Short task A:
Copy the passage on digital asset management from "It may be weird" to "of digital assets." word for word.

Reading passage:
-=-=-=-=-
It may be weird to admit this but…I just love digital asset management. Like in a very intensely unhealthy way.

Maybe it’s the organizational aspect of it. Maybe it’s the satisfaction I receive when I take a long, arduous photo publication process and manage to get it down to a short, pleasant one. Maybe it’s just the joy of making pretty pictures and beautiful content appear online like magic. Whatever the reason behind it, I’m oddly, geekily, passionately fond of managing the pixels and points of digital assets.

One of my most satisfactory projects was at Skirt! Magazine in Charleston, South Carolina. I’d been hired as their “webmistress” which was…a dubious title to say the least…and I initially had the simple mandate of publishing their single-market print edition to the Web. You might think “Oh, that’s no big deal,” right? But this was at a time when Adobe didn’t have a Creative Suite and it was every woman for herself with regard to print tools. In this case, I had to work with an old version of Quark, photo assets that were sized for print (e.g. HUGE) and a proprietary web publishing platform that was designed for newspapers, not large-format fashion magazines.

Challenge? Oh you bet.
-=-=-=-=-
Records supplied:
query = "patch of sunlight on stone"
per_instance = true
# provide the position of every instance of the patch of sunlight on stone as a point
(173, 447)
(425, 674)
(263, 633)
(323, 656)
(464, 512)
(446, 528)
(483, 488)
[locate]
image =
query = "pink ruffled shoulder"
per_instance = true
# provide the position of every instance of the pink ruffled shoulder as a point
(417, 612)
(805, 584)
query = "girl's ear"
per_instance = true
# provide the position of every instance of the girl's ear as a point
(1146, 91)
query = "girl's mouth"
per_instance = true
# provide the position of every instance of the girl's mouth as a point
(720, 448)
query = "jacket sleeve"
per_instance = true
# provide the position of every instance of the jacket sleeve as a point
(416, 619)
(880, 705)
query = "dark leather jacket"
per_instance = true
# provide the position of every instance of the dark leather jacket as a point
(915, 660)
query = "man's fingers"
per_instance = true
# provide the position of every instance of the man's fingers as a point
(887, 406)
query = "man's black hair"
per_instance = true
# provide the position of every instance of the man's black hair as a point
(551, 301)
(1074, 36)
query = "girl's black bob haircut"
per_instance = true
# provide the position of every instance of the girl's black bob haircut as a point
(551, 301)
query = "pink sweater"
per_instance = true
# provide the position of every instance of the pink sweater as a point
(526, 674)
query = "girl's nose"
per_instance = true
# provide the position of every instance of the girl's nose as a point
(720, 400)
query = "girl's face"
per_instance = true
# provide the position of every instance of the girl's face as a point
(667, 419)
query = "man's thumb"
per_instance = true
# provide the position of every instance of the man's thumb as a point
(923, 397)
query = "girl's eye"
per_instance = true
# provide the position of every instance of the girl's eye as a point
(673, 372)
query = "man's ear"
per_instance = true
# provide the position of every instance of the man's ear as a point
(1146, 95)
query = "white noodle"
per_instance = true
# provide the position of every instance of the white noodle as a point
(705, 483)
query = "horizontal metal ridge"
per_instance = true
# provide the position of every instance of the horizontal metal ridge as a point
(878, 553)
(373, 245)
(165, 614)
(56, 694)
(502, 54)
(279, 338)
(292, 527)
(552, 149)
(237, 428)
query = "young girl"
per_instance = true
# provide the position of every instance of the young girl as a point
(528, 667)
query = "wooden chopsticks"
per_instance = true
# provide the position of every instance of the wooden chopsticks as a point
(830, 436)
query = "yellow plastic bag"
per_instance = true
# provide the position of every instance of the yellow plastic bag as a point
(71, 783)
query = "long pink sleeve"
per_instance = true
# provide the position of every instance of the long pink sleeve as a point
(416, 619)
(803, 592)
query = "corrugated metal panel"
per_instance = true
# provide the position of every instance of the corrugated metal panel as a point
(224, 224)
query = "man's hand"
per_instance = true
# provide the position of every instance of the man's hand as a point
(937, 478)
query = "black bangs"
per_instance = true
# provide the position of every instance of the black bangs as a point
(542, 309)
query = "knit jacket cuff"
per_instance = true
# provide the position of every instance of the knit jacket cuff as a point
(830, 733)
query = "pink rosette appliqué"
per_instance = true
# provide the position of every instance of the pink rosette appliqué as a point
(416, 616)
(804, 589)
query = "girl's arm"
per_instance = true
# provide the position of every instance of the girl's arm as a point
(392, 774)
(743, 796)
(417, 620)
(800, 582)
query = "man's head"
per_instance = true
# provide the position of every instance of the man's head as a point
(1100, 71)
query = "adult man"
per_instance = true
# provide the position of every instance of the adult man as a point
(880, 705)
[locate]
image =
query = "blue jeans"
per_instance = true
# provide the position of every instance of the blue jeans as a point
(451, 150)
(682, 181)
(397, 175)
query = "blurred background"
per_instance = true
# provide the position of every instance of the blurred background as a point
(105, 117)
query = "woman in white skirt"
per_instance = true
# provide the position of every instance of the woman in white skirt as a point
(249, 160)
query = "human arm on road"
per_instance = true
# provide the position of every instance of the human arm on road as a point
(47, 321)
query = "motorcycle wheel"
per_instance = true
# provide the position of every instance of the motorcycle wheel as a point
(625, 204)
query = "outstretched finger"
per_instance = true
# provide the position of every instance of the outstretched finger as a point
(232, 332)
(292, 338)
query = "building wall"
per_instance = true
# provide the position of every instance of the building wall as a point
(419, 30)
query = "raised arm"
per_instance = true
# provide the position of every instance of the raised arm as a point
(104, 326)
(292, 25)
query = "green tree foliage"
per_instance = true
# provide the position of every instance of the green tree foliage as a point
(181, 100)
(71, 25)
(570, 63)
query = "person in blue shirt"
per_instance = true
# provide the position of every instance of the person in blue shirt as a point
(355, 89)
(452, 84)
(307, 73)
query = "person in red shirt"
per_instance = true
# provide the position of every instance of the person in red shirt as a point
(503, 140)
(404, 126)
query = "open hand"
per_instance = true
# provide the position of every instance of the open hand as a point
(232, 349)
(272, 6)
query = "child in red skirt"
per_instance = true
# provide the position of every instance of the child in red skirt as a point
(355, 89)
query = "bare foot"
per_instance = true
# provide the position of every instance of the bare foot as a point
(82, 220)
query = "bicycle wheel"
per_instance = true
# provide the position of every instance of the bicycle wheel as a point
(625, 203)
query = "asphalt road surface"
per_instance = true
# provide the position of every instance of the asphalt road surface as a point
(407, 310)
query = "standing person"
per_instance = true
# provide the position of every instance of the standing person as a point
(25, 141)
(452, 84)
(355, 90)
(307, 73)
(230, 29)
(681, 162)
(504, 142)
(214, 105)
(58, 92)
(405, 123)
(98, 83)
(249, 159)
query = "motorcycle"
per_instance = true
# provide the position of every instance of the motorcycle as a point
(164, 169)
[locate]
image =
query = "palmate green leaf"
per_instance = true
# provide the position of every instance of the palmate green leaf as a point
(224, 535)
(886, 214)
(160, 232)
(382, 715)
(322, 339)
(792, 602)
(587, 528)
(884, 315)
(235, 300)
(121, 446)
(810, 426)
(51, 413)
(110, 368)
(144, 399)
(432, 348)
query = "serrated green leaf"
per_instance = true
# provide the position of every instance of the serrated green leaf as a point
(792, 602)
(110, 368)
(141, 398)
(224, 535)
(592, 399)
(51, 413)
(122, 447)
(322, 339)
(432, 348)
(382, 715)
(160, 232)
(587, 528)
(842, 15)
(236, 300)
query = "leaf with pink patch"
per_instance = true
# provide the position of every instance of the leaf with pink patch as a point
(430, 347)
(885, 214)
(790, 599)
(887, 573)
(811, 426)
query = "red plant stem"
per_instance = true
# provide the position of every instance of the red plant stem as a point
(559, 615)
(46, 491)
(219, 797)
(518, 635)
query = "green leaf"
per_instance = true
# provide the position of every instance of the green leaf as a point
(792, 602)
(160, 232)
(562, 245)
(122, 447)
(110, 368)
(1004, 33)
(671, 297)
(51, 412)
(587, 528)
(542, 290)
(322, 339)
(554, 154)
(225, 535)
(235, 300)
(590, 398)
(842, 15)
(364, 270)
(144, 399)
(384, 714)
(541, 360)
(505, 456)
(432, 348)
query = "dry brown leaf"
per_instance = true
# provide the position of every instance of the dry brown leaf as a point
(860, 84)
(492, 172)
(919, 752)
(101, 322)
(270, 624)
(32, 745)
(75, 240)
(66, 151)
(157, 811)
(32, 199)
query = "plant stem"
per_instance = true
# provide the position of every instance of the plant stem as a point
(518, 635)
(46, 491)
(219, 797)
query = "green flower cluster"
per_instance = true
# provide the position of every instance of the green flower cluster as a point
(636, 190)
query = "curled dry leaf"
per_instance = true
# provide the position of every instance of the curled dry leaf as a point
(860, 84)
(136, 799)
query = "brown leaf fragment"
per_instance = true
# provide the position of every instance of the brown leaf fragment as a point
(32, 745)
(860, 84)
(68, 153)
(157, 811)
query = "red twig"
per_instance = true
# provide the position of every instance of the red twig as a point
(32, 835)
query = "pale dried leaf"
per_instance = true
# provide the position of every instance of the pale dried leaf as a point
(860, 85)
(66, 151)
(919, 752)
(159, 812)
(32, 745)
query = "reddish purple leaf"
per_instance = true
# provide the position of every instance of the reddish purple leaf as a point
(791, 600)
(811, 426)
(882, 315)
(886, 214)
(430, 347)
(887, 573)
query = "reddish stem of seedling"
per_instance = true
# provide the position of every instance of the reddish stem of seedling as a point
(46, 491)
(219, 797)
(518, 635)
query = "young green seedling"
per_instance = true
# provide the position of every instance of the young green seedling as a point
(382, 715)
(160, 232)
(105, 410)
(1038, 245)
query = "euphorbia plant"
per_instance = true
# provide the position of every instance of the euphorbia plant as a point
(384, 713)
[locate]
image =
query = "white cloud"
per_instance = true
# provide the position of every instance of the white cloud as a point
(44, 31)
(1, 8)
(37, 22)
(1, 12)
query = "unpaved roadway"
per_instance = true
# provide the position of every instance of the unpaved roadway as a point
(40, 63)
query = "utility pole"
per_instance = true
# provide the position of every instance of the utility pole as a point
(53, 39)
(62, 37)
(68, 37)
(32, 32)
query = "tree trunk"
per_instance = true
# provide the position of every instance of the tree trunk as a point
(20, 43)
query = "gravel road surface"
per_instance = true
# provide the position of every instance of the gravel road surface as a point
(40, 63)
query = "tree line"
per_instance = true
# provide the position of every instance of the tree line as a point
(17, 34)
-=-=-=-=-
Short task B:
Report every line of the records above that contains the word "young".

Complete response A:
It may be weird to admit this but…I just love digital asset management. Like in a very intensely unhealthy way.

Maybe it’s the organizational aspect of it. Maybe it’s the satisfaction I receive when I take a long, arduous photo publication process and manage to get it down to a short, pleasant one. Maybe it’s just the joy of making pretty pictures and beautiful content appear online like magic. Whatever the reason behind it, I’m oddly, geekily, passionately fond of managing the pixels and points of digital assets.

Complete response B:
query = "young girl"
# provide the position of every instance of the young girl as a point
query = "young green seedling"
# provide the position of every instance of the young green seedling as a point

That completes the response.